— Data to use —
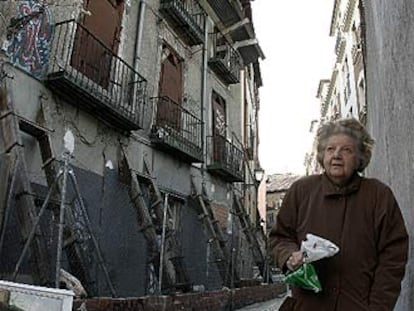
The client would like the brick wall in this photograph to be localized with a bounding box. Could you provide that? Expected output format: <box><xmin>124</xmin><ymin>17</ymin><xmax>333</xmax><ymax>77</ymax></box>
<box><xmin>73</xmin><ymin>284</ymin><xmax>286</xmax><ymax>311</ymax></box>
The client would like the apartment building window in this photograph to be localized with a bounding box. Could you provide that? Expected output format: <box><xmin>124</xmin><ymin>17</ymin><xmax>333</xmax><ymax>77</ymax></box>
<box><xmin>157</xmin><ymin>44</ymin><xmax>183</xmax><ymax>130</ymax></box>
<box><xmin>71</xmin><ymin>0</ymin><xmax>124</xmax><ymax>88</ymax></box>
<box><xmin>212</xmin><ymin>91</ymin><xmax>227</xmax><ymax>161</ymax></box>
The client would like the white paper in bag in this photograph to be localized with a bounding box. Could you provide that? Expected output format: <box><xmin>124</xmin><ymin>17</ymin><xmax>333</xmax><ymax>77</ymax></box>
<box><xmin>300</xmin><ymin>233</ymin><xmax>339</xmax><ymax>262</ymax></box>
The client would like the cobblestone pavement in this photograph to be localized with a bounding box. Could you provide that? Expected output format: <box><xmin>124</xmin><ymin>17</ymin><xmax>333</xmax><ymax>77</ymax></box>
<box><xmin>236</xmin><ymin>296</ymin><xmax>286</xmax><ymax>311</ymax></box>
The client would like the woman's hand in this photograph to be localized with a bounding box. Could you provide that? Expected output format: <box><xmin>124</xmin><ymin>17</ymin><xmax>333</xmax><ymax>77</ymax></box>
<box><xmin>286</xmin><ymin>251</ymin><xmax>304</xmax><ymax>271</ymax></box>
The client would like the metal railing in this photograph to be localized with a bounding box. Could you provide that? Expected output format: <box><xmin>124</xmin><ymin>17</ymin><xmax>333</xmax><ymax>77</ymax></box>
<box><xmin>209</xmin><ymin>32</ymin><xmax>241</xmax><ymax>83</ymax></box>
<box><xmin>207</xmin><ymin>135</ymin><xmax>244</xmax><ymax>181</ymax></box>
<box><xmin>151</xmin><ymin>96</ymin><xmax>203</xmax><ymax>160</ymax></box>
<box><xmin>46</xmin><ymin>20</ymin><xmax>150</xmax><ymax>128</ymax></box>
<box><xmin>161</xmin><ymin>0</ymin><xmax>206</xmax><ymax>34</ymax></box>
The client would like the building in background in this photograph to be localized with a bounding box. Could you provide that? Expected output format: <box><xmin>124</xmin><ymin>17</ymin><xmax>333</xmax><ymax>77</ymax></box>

— Work to complete —
Rescale every line between the one holding "The client would like the apartment" and the end of the entries, inclusive: multiply each box coordinate in the answers by 0.75 and round to whole numbers, with halves going up. Write the other lines again unchanged, along with the sample box each one shows.

— Response to the task —
The client would like the apartment building window in this photograph to be localized with a bounding box. Could you provide that? Expected output format: <box><xmin>124</xmin><ymin>17</ymin><xmax>333</xmax><ymax>77</ymax></box>
<box><xmin>118</xmin><ymin>33</ymin><xmax>137</xmax><ymax>98</ymax></box>
<box><xmin>53</xmin><ymin>0</ymin><xmax>93</xmax><ymax>66</ymax></box>
<box><xmin>159</xmin><ymin>68</ymin><xmax>170</xmax><ymax>121</ymax></box>
The client would like the white paper in bag in this photograph to be localized with a bounding box. Could you provide that? Expected output format: <box><xmin>124</xmin><ymin>17</ymin><xmax>333</xmax><ymax>77</ymax></box>
<box><xmin>225</xmin><ymin>175</ymin><xmax>254</xmax><ymax>197</ymax></box>
The client would like the cobblestone pavement in this photograph to be localized with a bounding box. Could you provide that? Expected output format: <box><xmin>124</xmin><ymin>17</ymin><xmax>333</xmax><ymax>77</ymax></box>
<box><xmin>177</xmin><ymin>222</ymin><xmax>215</xmax><ymax>233</ymax></box>
The client would like the woman's hand in this photograph to be localized with a bounding box. Could you provide that? Expected output format: <box><xmin>124</xmin><ymin>17</ymin><xmax>333</xmax><ymax>77</ymax></box>
<box><xmin>215</xmin><ymin>188</ymin><xmax>228</xmax><ymax>203</ymax></box>
The client would like the metal railing in this photograph to be localized with a bounding box. Could you provide that? Expected output format: <box><xmin>124</xmin><ymin>17</ymin><xmax>333</xmax><ymax>77</ymax></box>
<box><xmin>157</xmin><ymin>24</ymin><xmax>181</xmax><ymax>62</ymax></box>
<box><xmin>155</xmin><ymin>101</ymin><xmax>183</xmax><ymax>136</ymax></box>
<box><xmin>113</xmin><ymin>72</ymin><xmax>152</xmax><ymax>120</ymax></box>
<box><xmin>35</xmin><ymin>15</ymin><xmax>113</xmax><ymax>96</ymax></box>
<box><xmin>121</xmin><ymin>0</ymin><xmax>155</xmax><ymax>26</ymax></box>
The client would like the building in background in this photograph to be localized with a bounding box. Could you provide that? Expected output format: <box><xmin>124</xmin><ymin>17</ymin><xmax>333</xmax><ymax>77</ymax></box>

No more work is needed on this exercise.